To be done:
**a)** Please translate this sentence from the Michael Franks album extract into Spanish: "The compilation contains a selection of tracks spanning almost two decades, from The Art of Tea in 1976, to Abandoned Garden in 1995."
**b)** Write the next few sentences of the text on the Michael Franks compilation album, picking up after its final sentence.

Extract provided:
__________________________________________________
Compilation album by Michael Franks
- Released: May 12, 1998
- Recorded: 1976 – 1995
- Genre: Jazz; vocal jazz; smooth jazz;
- Length: 69:02
- Label: Warner Bros.

Michael Franks chronology
| Abandoned Garden (1995) | The Best of Michael Franks: A Backward Glance (1998) | Barefoot on the Beach (1999) |

= The Best of Michael Franks: A Backward Glance =

The Best of Michael Franks: A Backward Glance is a jazz vocal album by Michael Franks released in 1998 with Warner Bros. It is Franks' sixteenth album, and his second compilation after his import-only Indispensable: The Best of Michael Franks released a decade prior.

The compilation contains a selection of tracks spanning almost two decades, from The Art of Tea in 1976, to Abandoned Garden in 1995.
__________________________________________________
Recorded data:
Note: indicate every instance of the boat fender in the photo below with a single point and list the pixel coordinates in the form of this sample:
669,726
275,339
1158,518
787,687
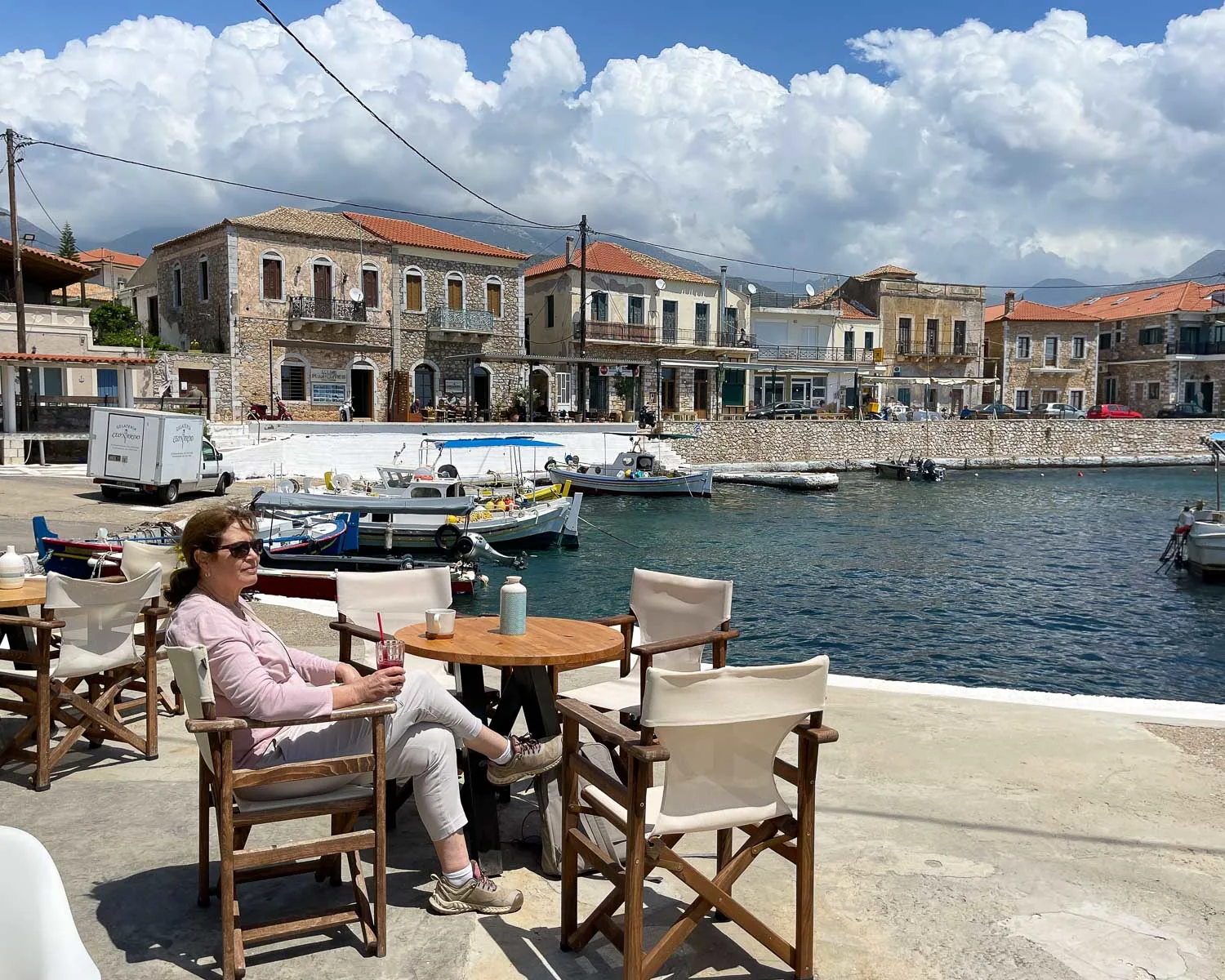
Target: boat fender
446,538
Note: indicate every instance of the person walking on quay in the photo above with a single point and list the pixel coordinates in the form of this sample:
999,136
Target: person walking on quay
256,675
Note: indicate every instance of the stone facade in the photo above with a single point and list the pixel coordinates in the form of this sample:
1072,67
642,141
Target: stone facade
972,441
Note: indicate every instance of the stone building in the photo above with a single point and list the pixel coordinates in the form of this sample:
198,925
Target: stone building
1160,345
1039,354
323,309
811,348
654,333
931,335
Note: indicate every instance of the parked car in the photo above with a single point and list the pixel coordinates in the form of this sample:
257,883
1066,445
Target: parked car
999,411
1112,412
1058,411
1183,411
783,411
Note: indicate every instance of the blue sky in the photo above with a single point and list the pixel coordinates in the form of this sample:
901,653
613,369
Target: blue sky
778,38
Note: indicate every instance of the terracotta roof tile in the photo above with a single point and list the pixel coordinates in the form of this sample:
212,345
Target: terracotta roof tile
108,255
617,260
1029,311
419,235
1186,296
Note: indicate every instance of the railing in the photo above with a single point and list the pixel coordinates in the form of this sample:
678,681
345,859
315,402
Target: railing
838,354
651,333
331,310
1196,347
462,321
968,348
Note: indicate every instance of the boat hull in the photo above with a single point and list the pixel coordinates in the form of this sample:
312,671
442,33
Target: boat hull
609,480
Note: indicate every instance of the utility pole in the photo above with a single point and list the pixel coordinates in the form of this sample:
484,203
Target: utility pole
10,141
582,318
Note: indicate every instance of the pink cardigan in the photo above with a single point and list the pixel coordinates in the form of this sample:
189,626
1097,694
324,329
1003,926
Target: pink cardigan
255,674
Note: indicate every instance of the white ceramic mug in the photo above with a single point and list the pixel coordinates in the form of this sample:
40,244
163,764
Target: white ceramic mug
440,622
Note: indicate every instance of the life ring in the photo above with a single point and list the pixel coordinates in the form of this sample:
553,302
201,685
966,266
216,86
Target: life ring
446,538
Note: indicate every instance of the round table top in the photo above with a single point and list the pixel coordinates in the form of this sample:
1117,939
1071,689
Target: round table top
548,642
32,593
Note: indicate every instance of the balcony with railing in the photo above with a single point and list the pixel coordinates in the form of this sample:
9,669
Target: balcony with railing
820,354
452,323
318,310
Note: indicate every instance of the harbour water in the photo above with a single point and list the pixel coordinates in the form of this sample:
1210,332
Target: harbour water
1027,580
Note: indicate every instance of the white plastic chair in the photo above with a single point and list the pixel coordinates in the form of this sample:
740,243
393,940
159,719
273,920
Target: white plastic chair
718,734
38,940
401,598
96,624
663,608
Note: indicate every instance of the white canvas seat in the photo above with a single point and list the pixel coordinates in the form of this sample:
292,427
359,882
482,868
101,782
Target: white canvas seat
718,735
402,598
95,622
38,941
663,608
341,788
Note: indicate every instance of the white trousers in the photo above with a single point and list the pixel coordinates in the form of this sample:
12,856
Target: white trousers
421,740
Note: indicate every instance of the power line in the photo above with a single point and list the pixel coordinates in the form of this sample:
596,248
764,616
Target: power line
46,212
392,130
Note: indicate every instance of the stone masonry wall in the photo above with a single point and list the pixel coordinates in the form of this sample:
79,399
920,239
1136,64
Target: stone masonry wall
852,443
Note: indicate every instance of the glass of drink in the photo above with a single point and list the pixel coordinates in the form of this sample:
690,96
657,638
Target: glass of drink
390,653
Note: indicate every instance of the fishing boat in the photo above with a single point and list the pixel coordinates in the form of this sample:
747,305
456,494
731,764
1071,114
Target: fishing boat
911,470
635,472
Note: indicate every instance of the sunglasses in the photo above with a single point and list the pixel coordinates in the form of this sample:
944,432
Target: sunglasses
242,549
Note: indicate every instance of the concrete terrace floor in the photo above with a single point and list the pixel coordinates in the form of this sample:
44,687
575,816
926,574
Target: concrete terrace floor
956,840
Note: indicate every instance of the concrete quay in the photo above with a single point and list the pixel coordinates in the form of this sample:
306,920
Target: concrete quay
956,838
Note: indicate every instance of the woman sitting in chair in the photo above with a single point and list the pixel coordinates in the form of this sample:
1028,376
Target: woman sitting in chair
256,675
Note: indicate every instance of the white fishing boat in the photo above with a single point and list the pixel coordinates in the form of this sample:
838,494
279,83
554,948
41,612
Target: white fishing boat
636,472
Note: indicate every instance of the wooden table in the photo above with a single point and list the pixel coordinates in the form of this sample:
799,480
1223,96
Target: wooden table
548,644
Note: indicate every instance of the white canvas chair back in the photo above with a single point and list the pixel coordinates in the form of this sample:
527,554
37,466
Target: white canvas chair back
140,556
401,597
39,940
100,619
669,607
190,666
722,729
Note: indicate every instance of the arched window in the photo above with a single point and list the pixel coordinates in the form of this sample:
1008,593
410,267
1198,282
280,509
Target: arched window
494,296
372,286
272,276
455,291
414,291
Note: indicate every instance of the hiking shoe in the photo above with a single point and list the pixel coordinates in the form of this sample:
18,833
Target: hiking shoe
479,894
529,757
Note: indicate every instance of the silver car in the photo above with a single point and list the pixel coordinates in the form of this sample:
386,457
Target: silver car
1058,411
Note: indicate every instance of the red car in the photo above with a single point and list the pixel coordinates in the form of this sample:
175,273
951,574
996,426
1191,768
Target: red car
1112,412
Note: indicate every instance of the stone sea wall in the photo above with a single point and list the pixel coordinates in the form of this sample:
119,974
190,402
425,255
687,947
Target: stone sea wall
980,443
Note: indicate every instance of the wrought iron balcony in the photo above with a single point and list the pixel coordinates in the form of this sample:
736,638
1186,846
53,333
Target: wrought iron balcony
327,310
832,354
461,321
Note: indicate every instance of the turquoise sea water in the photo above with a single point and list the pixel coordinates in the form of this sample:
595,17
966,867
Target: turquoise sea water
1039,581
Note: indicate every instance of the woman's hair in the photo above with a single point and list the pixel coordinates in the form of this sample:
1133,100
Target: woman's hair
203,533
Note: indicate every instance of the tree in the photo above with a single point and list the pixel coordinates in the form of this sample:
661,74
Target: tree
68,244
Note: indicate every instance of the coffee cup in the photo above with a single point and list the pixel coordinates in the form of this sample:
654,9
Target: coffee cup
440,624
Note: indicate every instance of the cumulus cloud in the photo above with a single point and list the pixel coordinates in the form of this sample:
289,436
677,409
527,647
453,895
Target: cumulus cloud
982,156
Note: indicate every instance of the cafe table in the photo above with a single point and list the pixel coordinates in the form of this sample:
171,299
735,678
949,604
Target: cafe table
__________________________________________________
Answers below:
**a)** La recopilación contiene una selección de temas que abarcan casi dos décadas, desde The Art of Tea en 1976 hasta Abandoned Garden en 1995.

**b)**
==Track listing==

| No. | Title | Writer(s) | Original album | Length |
|---|---|---|---|---|
| 1. | "Popsicle Toes" |  | The Art of Tea (1976) | 4:35 |
| 2. | "Eggplant" |  | The Art of Tea | 3:37 |
| 3. | "The Lady Wants To Know" |  | Sleeping Gypsy (1977) | 4:44 |
| 4. | "Antonio's Song (The Rainbow)" |  | Sleeping Gypsy | 5:03 |
| 5. | "When the Cookie Jar Is Empty" |  | Burchfield Nines (1978) | 5:10 |
| 6. | "Tiger In The Rain" |  | Tiger in the Rain (1979) | 4:20 |
| 7. | "Baseball" | Michael Franks; John Lewis | One Bad Habit (1980) | 3:49 |
| 8. | "Love Duet" |  | Objects of Desire (1982) | 4:59 |
| 9. | "When Sly Calls (Don't Touch That Phone)" |  | Passionfruit (1983) | 5:53 |
| 10. | "Your Secret's Safe With Me" |  | Skin Dive (1985) | 4:39 |
| 11. | "When I Give My Love To You" |  | Skin Dive | 4:26 |
| 12. | "Island Life" | Michael Franks; Rob Mounsey | The Camera Never Lies (1987) | 4:22 |
| 13. | "The Art Of Love" |  | Blue Pacific (1990) | 4:12 |
| 14. | "Soul Mate" |  | Dragonfly Summer (1993) | 4:28 |
| 15. | "Hourglass" |  | Abandoned Garden (1995) | 4:45 |
| Total length: |  |  |  | 69:02 |

==Reception==

Writing for AllMusic, Stephen Thomas Erlewine commented that "[a]ny curious listener looking for a one-stop introduction to Franks would be well served with this collection".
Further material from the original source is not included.